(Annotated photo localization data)
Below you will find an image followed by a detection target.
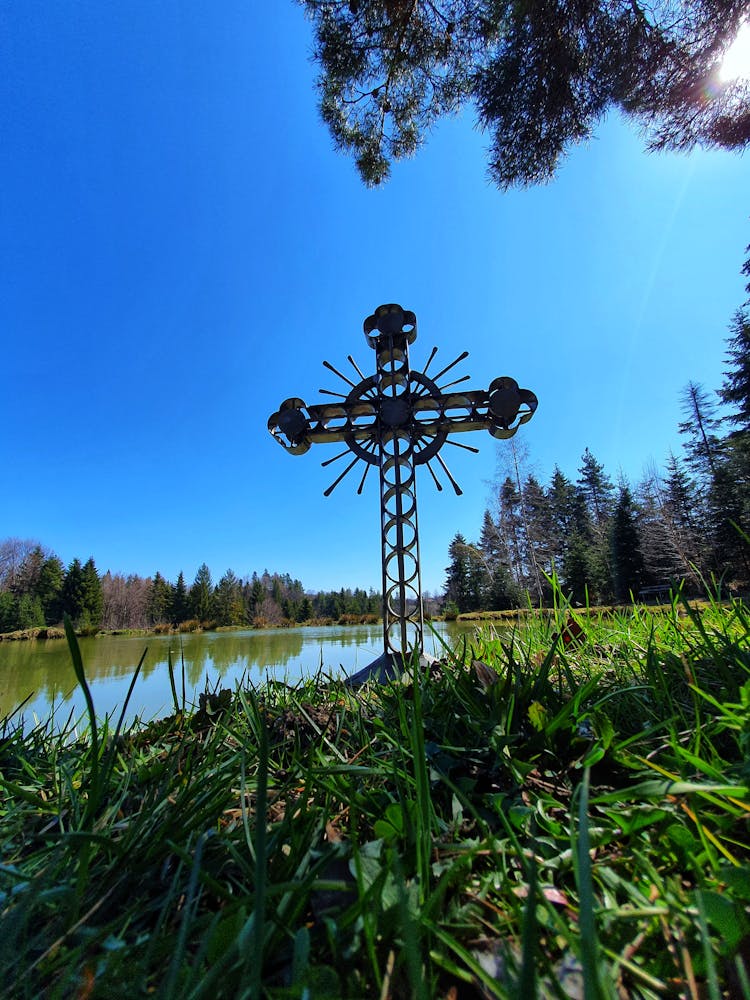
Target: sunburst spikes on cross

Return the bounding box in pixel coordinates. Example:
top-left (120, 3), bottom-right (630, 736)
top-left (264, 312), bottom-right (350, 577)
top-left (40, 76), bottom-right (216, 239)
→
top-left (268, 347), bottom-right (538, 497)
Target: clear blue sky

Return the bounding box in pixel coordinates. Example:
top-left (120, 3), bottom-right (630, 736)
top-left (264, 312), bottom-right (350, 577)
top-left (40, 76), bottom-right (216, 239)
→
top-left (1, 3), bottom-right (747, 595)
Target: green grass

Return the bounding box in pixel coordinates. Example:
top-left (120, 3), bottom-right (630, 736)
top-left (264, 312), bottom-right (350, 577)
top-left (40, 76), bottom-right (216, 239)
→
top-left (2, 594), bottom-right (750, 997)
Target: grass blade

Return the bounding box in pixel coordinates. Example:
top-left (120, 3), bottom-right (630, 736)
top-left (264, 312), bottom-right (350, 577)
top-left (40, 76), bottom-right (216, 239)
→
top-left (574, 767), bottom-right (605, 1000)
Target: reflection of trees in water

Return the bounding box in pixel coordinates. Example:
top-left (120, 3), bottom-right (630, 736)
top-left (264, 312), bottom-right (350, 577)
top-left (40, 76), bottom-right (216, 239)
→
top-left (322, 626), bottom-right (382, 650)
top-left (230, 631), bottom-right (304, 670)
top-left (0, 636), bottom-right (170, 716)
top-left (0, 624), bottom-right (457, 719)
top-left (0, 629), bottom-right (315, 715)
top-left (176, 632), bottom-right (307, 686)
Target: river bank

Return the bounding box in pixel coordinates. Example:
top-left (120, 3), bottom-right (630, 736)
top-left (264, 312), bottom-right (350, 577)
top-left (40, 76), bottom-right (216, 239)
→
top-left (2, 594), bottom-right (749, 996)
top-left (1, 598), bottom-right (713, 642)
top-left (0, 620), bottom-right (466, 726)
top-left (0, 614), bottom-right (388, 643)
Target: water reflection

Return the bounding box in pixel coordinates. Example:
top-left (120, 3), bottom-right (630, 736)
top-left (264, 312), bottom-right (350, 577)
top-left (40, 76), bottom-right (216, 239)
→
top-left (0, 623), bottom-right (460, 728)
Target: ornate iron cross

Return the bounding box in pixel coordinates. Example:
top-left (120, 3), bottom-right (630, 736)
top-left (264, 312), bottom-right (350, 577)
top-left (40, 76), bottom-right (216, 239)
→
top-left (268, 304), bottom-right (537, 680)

### TASK DESCRIPTION
Check each line above for "cross" and give the number of lines that match, nothing more.

### SOLUTION FOR THIS PROBLEM
2